### Stated exercise
Can you write out the entries below again, swapping "cauliflower" for "broccoli" and keeping everything else the same?

### Input records
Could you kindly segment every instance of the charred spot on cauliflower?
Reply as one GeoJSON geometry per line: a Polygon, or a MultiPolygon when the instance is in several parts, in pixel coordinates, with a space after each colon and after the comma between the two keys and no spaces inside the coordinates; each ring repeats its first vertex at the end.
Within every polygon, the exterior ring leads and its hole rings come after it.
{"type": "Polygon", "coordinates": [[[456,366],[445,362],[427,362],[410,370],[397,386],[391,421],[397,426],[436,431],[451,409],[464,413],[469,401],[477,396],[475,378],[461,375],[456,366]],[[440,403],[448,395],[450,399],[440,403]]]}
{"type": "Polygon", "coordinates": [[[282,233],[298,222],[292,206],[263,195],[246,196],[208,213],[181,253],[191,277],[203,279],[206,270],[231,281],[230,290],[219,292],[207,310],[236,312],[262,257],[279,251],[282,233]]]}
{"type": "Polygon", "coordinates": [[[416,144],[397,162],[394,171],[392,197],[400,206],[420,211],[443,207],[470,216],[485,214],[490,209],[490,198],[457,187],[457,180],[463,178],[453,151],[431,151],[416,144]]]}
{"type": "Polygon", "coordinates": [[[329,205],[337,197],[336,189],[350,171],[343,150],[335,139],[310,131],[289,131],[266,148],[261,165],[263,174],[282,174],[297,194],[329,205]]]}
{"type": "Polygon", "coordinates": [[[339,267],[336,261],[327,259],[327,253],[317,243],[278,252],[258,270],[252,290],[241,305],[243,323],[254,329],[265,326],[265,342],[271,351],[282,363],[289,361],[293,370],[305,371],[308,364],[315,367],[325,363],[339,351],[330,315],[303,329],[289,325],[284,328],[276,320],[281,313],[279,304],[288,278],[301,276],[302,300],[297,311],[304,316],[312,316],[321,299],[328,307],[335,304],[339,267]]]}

### Written answer
Could you kindly segment every instance of the charred spot on broccoli?
Reply as one GeoJSON geometry per line: a Polygon, or a MultiPolygon when the instance is in several parts, in pixel coordinates, with a space after each colon and after the comma between the two keys and no spaces inside the coordinates; each ring repeats its first vertex at the end.
Within every polygon, the exterior ring leads and its hole rings come after it.
{"type": "Polygon", "coordinates": [[[456,366],[445,362],[427,362],[410,370],[397,386],[391,421],[397,426],[436,431],[451,409],[464,413],[469,401],[477,396],[475,378],[461,375],[456,366]],[[440,403],[448,395],[450,399],[440,403]]]}
{"type": "Polygon", "coordinates": [[[282,233],[298,222],[292,206],[263,195],[246,196],[208,213],[181,253],[191,277],[203,279],[206,270],[231,281],[230,290],[219,292],[207,310],[236,312],[262,257],[279,251],[282,233]]]}
{"type": "Polygon", "coordinates": [[[416,144],[397,162],[394,171],[392,197],[400,206],[420,211],[443,207],[470,216],[485,214],[490,209],[490,198],[457,187],[457,180],[463,178],[453,151],[431,151],[416,144]]]}
{"type": "Polygon", "coordinates": [[[329,205],[337,197],[336,189],[350,171],[343,150],[335,139],[310,131],[289,131],[266,148],[261,165],[263,174],[282,174],[297,194],[329,205]]]}
{"type": "Polygon", "coordinates": [[[339,267],[336,261],[327,259],[327,253],[317,243],[278,252],[258,270],[252,290],[241,305],[243,323],[254,329],[265,326],[265,342],[271,351],[282,363],[289,361],[293,370],[305,371],[308,364],[315,367],[325,363],[339,351],[330,315],[303,329],[289,325],[284,328],[276,320],[281,313],[279,304],[288,278],[301,276],[302,300],[297,311],[304,316],[312,316],[321,299],[328,307],[335,304],[339,267]]]}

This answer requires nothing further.